■ **WHAT YOU WILL DO**:
Exact reproduction of all the data is required, with pictures excluded.

+===+

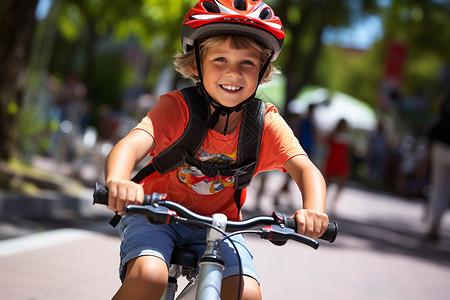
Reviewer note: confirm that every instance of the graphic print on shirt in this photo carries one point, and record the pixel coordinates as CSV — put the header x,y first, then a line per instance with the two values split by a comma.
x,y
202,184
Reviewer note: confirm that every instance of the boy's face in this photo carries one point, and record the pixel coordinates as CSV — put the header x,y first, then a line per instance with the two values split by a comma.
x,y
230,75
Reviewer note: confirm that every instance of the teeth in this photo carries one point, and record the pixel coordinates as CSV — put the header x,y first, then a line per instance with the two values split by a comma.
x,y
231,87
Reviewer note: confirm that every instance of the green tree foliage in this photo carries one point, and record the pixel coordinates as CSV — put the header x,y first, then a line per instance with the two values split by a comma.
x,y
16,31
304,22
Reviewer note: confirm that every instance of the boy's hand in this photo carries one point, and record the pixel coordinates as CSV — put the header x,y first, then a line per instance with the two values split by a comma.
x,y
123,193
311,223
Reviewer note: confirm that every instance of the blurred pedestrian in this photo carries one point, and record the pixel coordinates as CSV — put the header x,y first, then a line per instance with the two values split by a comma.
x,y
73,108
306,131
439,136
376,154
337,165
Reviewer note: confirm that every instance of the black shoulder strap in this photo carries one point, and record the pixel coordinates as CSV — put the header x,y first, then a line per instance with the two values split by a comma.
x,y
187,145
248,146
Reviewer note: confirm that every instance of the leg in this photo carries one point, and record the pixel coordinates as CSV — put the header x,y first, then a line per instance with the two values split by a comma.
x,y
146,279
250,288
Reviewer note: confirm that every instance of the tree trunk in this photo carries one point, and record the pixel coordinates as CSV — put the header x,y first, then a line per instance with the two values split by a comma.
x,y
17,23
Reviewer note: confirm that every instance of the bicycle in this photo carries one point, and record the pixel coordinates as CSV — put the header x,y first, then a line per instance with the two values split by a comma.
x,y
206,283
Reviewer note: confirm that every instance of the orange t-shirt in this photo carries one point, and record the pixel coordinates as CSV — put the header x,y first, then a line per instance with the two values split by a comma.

+===+

■ **WORKED SOLUTION**:
Reviewer note: confirm that every instance of the graphic print on shirt in this photo carries one point, and record the pixel coordinates as CSV — put the header x,y first, then a line per instance with the two values split by a comma.
x,y
202,184
Reviewer note: confirm that every instance of the boy's face in this photo carries one point, and record the pixel coordinates as CSV — put the header x,y first, then a line per instance with the two values split by a comma.
x,y
230,75
Reviewer note: confirm that every instance of the teeth in this photo carries one point, and record the pixel coordinates as CSV — put the header x,y first, then a line per instance with the two values split by a comma.
x,y
231,87
Reviewer note: confirm that every instance of the green tree foliage in this photo carries one point, and record the pixel coordinates as CSV — put the header x,y first, then a line per instance with the two values split by a comma.
x,y
16,31
304,22
Reviewer note: confirm that every instance of the boy's hand in this photo carries one point, and record the pixel coordinates as CSV — put the header x,y first, then a line per instance with the two values split by a comma.
x,y
123,193
311,223
Reviewer note: confirm that every instance of the blurred pedestrian in this photo carries one point, and record the pixel coordinates as CSV — put the header x,y first, then a line per instance with the two values split by a comma.
x,y
73,108
306,131
439,136
376,154
337,165
Reviewer note: confirm that every instance of the black shoulder strap in this photo carries one point, and record the pixel coordinates as CSV — put the header x,y first, then a line per instance with the two values split by a comma.
x,y
187,145
248,146
Reviewer note: confirm that every instance of the leg in this photo carries one point, and record the pixel coordinates as CSV — put the header x,y first, then a line per instance with the two values split by a comma.
x,y
146,279
250,288
Reviewer note: confirm that every instance of the tree trunk in this photo carries one point, and record the pixel coordinates as CSV — put the header x,y first, then a line per instance with the two values split by a comma.
x,y
17,23
Reviewer note: confirm that every instance of the bicycle in this photo carries one point, and record the pixel coordinates as CSV — put the header x,y first, then a line per instance with the two values split by a comma.
x,y
206,283
Reviewer note: confirm that every instance of the orange t-shirt in this photo carries one point, and record the pixel coordinates as CSV — put the header x,y first, then a line per instance with the two values split by a comma.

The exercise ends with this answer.